Written request:
Please write out the lines from the one containing "to locate parked" through the last line, inclusive, and change "dark wooden facade" to "dark timber facade" while keeping everything else the same.

Data to use:
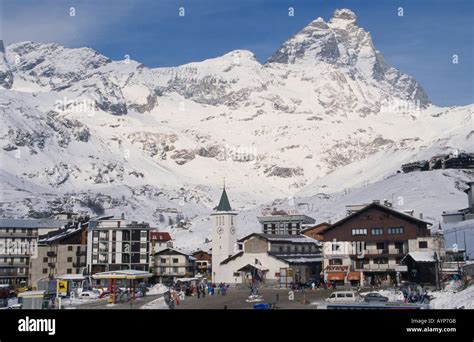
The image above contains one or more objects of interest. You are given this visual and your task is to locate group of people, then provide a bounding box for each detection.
[401,286,431,303]
[207,283,229,296]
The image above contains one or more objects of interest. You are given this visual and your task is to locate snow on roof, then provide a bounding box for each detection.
[256,234,318,243]
[0,219,69,228]
[56,274,86,280]
[402,252,436,262]
[18,291,44,297]
[271,253,322,264]
[150,232,171,241]
[282,256,322,264]
[38,225,83,243]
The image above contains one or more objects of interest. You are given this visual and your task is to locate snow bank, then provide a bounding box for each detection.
[430,285,474,309]
[140,297,169,310]
[360,290,405,302]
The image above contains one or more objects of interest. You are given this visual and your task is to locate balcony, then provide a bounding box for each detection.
[388,248,406,255]
[364,249,389,255]
[364,264,391,271]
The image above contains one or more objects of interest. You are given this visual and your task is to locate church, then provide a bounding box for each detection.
[211,187,322,287]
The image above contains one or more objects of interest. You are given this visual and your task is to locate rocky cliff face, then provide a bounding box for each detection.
[0,9,474,224]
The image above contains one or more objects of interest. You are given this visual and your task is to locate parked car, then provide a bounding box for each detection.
[326,291,359,303]
[364,292,388,302]
[79,291,99,299]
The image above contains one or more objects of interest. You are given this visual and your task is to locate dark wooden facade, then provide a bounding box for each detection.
[321,203,430,243]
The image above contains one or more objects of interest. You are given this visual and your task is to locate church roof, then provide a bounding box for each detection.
[214,188,232,211]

Written solution:
The image above contains one or more objects of interest. You are given this visual and your task is to locate parked car, then provide a bounding box for each detection.
[326,291,359,303]
[364,292,388,302]
[79,291,99,299]
The image above contains one or more objects of interest. You are given this visual and your task is to locate dark timber facade, then provide a bounding box for each detection.
[321,203,430,243]
The image above contains one or more objects of interest. You are given this visual and your task is to locate church roof, then provide a bounding box for each detection.
[214,188,232,211]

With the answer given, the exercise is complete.